WHAT TO DO »
In the text on rodent infestations, why should small cracks be sealed with copper mesh rather than steel wool?

PASSAGE »
Rodent infestations become a major problem in Wisconsin in fall and winter.
What makes rodent infestations so dangerous?
Rodents pose a number of health risks to you and your family. The spread of food-borne illnesses like Salmonella is probably the most alarming, as rodents contaminate surfaces throughout the house and will look to get into your kitchen cabinets and food prep areas. Their skin, saliva, and urine can also aggravate allergy symptoms.
In addition to spreading disease, bacteria, and allergens, rodents can cause electrical fires by gnawing through your home’s wiring. All of the problems associated with rodent infestations are amplified by how quickly they reproduce. A few mice in your attic can turn into a full-blown infestation in a very short period of time – each female mouse can give birth to between six and eight offspring every three weeks!
What should homeowners look out for?
Because of the potential dangers and the speed at which they can occur, homeowners need to be extremely vigilant when preparing their homes for the fall and winter. Here are some tips from the NPMA on how to rodent-proof your home this year:
- Use weather strips on doorways and windows
- Replace broken windows
- Caulk around utility/service pipes
- Repair openings in the building’s foundation
- Screen all vents
- Seal additional small cracks with copper mesh (steel wool will rust and deteriorate over time).
- Around the house exterior, rake away any weeds or shrubbery as they provide safe passage to pests
- Mulch, in particular, should not be used near the foundation, and any overhanging tree branches need to be cut down
- Do not store firewood within the immediate vicinity of the house
Once these preventative measures have been taken, the NPMA advises being on the lookout for these indicators of rodent infestation:
- Droppings: Droppings are typically found in kitchen cabinets and pantries, along walls, on top of wall studs or beams, and in boxes, bags and old furniture.
- Noises: Rodents often make scurrying sounds, especially at night, as they move about and nest.
- Gnaw marks: New gnaw marks tend to be rough to touch and are light colored.
- Burrows: Inside, rodents often nest in various materials such as insulation, and are drawn to dark and secluded areas.
- Damaged food packages: House mice prefer to feed on cereals and seeds, while Norway rats prefer meat, fish and dry dog food.

[Collection entries]
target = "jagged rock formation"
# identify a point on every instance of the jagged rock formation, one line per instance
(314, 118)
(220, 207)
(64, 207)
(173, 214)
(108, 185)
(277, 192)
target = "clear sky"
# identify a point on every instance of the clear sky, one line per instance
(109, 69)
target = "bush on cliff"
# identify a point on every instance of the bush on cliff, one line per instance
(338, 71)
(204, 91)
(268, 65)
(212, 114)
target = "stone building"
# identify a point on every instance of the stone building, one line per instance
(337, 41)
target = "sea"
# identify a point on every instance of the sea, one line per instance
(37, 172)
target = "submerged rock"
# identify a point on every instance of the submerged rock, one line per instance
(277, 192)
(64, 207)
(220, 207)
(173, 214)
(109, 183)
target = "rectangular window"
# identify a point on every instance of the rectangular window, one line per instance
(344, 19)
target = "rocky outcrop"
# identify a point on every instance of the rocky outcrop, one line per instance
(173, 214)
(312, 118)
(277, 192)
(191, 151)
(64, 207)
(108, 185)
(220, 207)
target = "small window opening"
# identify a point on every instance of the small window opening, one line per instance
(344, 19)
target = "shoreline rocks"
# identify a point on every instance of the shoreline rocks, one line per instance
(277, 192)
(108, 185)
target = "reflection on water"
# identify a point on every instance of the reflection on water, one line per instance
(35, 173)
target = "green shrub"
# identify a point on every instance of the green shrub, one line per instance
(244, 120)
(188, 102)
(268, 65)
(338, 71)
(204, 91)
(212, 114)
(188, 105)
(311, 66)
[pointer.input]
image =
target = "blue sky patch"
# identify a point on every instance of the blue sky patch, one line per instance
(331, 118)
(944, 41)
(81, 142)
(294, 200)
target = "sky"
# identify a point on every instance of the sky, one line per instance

WRITTEN SOLUTION »
Steel wool will rust and deteriorate over time.